» Exercise prompt:
Could you write out the records below exactly as they appear, leaving out any pictures?

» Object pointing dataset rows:
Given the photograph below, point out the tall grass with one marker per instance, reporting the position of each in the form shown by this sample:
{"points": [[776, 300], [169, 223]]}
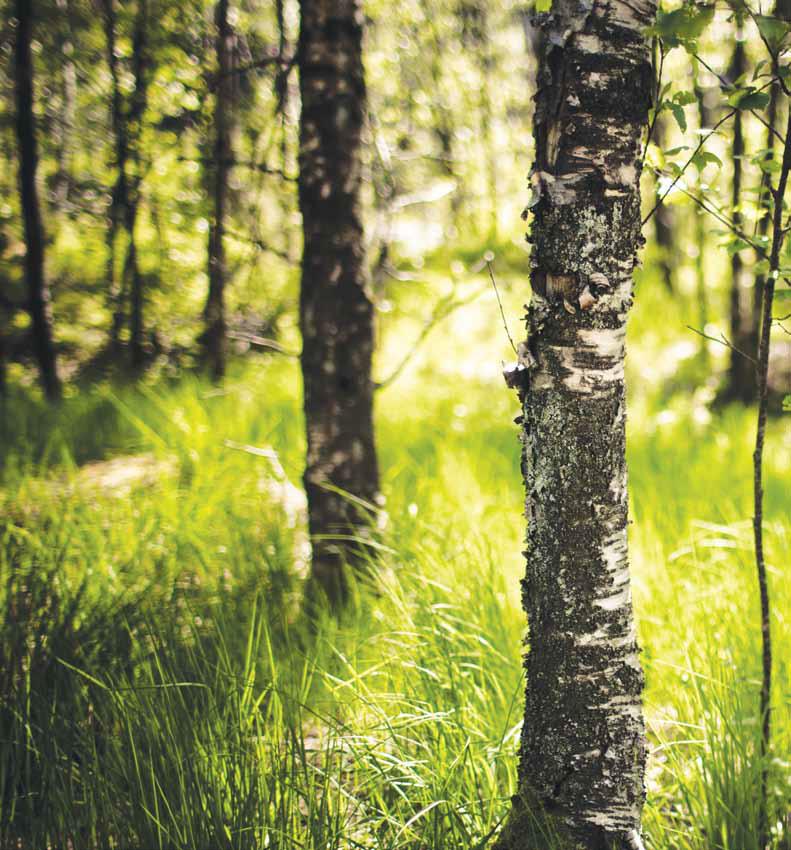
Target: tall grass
{"points": [[160, 688]]}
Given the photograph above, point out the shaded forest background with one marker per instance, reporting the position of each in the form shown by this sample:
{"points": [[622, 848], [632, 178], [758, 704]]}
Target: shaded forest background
{"points": [[153, 546]]}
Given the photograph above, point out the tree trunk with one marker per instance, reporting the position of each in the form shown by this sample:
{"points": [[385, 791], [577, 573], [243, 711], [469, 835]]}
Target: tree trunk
{"points": [[137, 110], [583, 744], [664, 220], [38, 292], [214, 312], [119, 197], [65, 123], [741, 371], [336, 312]]}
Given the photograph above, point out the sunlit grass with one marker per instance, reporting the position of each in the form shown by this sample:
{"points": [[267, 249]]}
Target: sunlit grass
{"points": [[161, 690]]}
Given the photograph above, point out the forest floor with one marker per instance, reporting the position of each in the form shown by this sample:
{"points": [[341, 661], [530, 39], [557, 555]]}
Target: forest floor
{"points": [[160, 689]]}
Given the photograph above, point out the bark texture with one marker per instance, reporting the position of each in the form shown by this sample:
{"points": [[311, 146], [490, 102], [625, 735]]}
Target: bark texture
{"points": [[214, 312], [743, 318], [37, 289], [583, 744], [336, 312]]}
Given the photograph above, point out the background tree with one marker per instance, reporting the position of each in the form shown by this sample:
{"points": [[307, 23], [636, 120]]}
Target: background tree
{"points": [[583, 744], [336, 312], [214, 312], [38, 291]]}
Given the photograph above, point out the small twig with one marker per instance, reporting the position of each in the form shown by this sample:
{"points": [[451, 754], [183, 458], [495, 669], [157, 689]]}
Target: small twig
{"points": [[262, 342], [441, 311], [500, 305], [712, 211], [689, 162], [726, 85], [634, 840], [722, 340], [652, 125], [259, 244]]}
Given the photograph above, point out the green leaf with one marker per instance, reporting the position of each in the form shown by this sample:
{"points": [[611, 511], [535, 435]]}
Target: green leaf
{"points": [[774, 30], [682, 27], [749, 99], [736, 245], [683, 98], [678, 114], [703, 158]]}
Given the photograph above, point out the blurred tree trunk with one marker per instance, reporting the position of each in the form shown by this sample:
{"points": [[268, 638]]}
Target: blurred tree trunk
{"points": [[741, 378], [705, 120], [336, 312], [214, 339], [126, 124], [476, 39], [137, 108], [583, 743], [664, 220], [38, 291], [120, 192]]}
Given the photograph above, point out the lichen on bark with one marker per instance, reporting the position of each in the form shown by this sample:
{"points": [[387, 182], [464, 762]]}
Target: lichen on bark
{"points": [[583, 744]]}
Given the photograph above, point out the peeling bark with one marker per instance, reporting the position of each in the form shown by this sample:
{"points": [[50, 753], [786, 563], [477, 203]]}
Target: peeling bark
{"points": [[336, 312], [37, 289], [583, 743]]}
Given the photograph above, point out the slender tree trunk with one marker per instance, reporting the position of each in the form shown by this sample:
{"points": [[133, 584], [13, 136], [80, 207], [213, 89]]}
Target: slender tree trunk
{"points": [[705, 119], [741, 374], [119, 200], [136, 112], [38, 292], [64, 133], [762, 376], [214, 312], [664, 220], [583, 743], [336, 312]]}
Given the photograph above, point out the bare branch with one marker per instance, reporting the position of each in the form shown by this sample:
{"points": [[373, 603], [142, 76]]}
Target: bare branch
{"points": [[262, 342], [445, 307], [500, 305], [722, 340]]}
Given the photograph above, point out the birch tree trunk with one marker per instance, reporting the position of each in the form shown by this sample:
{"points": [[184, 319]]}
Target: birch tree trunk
{"points": [[38, 291], [336, 313], [583, 744]]}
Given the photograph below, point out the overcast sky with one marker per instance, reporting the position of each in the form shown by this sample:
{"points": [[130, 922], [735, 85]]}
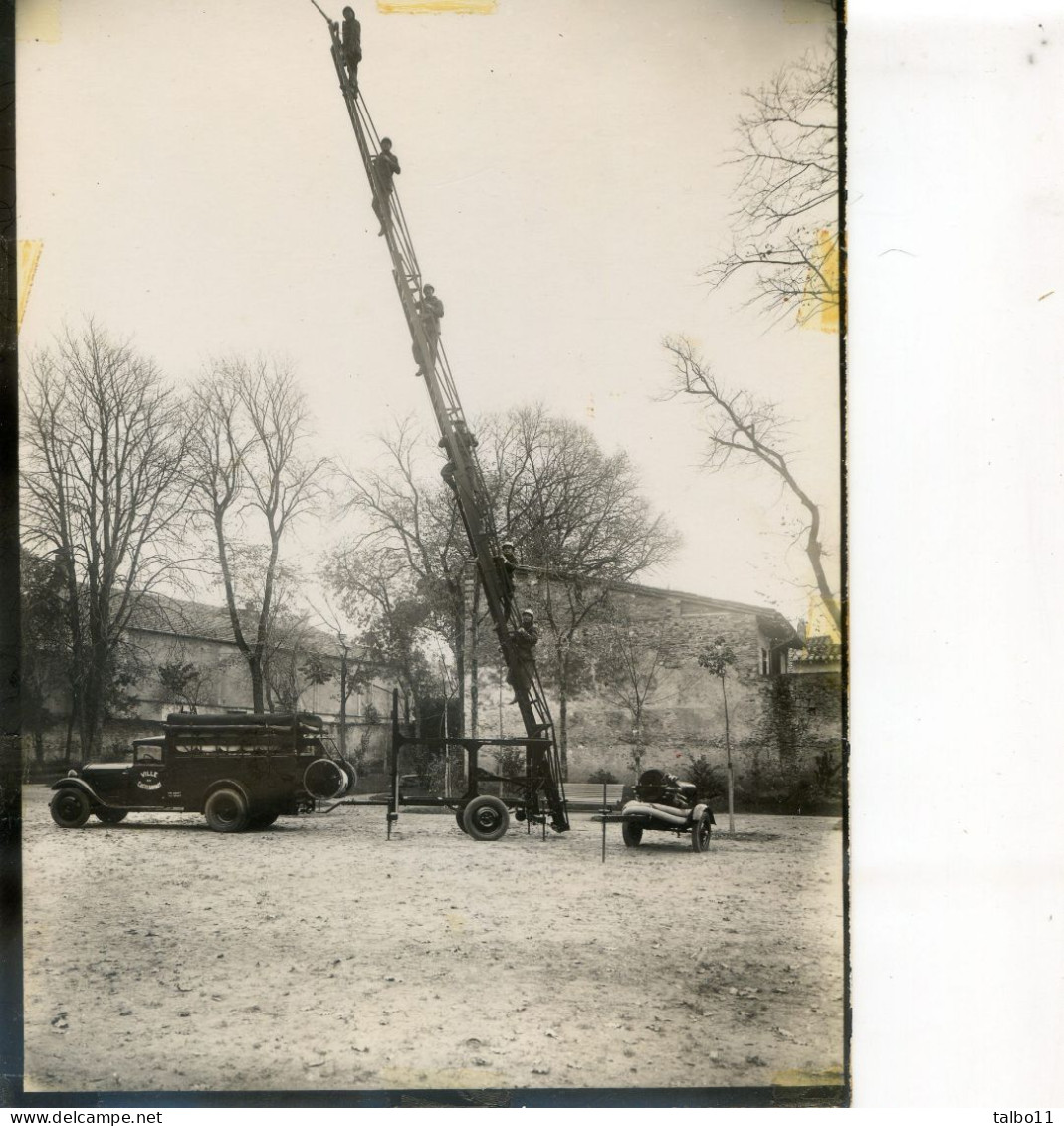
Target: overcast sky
{"points": [[194, 178]]}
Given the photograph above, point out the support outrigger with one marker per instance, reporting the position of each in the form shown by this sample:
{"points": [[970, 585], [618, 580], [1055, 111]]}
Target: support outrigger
{"points": [[538, 795]]}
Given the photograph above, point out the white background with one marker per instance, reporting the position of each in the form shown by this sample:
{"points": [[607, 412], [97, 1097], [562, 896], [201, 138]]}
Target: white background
{"points": [[955, 432], [955, 423]]}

» Final result:
Given the photograph below, point out the tall grass with one marker per instance, reporting the position of each in the form shown by this sample:
{"points": [[776, 300], [169, 223]]}
Target: tall grass
{"points": [[160, 688]]}
Given the photograph above, point out the shaded forest background with one marker per instance, reporting the position of each in the form shown by this sample:
{"points": [[622, 848], [632, 178], [758, 704]]}
Target: shaded forest background
{"points": [[153, 546]]}
Given the photograph above, point out the tree trunk with one marker per instance, reporting the position of each in the form shown by this sample:
{"points": [[385, 791], [577, 573], [243, 711], [469, 835]]}
Target: tree trunk
{"points": [[137, 110], [583, 744], [664, 220], [38, 292], [214, 312], [119, 197], [65, 123], [741, 371], [336, 312]]}
Given the photograph above, point out the sunlit grass with one marker per instance, reporting the position of each in the form shown by this sample:
{"points": [[267, 249]]}
Target: sunlit grass
{"points": [[161, 690]]}
Given the photograph above, point out the forest floor with one marker per instance, reporting the position of each in the form shown by this sample:
{"points": [[341, 661], [530, 39], [557, 555]]}
Target: forest floor
{"points": [[160, 689]]}
Given the photograph above, point out the bark texture with one marker per instance, reporting the position of each in the form shown by this sample:
{"points": [[311, 146], [490, 102], [625, 735]]}
Target: bark texture
{"points": [[214, 312], [743, 318], [37, 289], [583, 744], [336, 312]]}
Given the photograph above, point out the background tree with one marker per instance, reporting the position of each in the form shown by this sample:
{"points": [[307, 23], [636, 120]]}
Target: background tree
{"points": [[583, 744], [336, 312], [214, 312], [38, 291]]}
Given the photograph above, point out the small twig with one marker per instance, reporting the position of each in the form shown by this sample:
{"points": [[451, 754], [183, 458], [495, 669], [157, 689]]}
Target: small twig
{"points": [[262, 342], [441, 311], [500, 305], [712, 211], [689, 162], [726, 85], [634, 840], [722, 340], [652, 125], [259, 244]]}
Given the photograph above, point out the green leaf with one marker per instance, reporting the position of each in the form shown by this sample:
{"points": [[611, 511], [535, 435]]}
Target: green leaf
{"points": [[774, 30], [682, 27], [749, 99], [736, 245], [683, 98], [678, 114], [703, 158]]}
Given the photograph above, point out the blurred tree trunk with one marker per instance, reporting the position of each in the form shown by this sample:
{"points": [[268, 638]]}
Target: blurred tree trunk
{"points": [[741, 378], [705, 120], [336, 312], [214, 339], [126, 124], [476, 39], [137, 108], [583, 743], [664, 220], [38, 291], [120, 192]]}
Given the photograph above, point out the lichen on bark with one marker per instance, reporting the position of each in the form shown by this sample:
{"points": [[387, 182], [464, 762]]}
Target: lichen on bark
{"points": [[583, 744]]}
Given the photograph above, point out the peeling bark with one marker per instance, reporting the position of each in the form shown by this sample:
{"points": [[50, 753], [786, 563], [477, 203]]}
Target: peeling bark
{"points": [[336, 312], [37, 289], [583, 743]]}
Given the photograph above, point out the slender tree trunk with one marker per instance, reporting the position of each in the form shown by this sample:
{"points": [[133, 584], [13, 136], [80, 207], [213, 89]]}
Target: slender tree trunk
{"points": [[705, 119], [741, 374], [119, 200], [136, 112], [38, 292], [64, 133], [762, 376], [214, 312], [664, 220], [583, 743], [336, 312]]}
Given the photograph above, point out the bare branch with one marker per instance, reporting the position of each in the form shown by this sample:
{"points": [[373, 603], [142, 76]]}
Target: bare branch
{"points": [[262, 342], [445, 307], [500, 305], [722, 340]]}
Given the photograph above, point out the birch tree trunk with one marker per instance, reporting the position of each in the form shown by this sample:
{"points": [[184, 319]]}
Target: birch tree trunk
{"points": [[38, 291], [336, 313], [583, 744]]}
Given the photograph below, point out the overcast sky with one marker per instance, reporting the position of each in the form shown by this sample:
{"points": [[130, 922], [735, 85]]}
Target: overcast sky
{"points": [[194, 178]]}
Given the photograph above, point out the support outrigger with one marker per instance, reporting the position of each in the form shown by this sample:
{"points": [[970, 585], [618, 580], [1055, 111]]}
Target: support outrigger
{"points": [[538, 795]]}
Given the photograph above, point out the white background with one marker per instance, reporting the position of each in the form shown by this sample:
{"points": [[607, 412], [97, 1097], [562, 896], [201, 138]]}
Target: white background
{"points": [[955, 432], [955, 423]]}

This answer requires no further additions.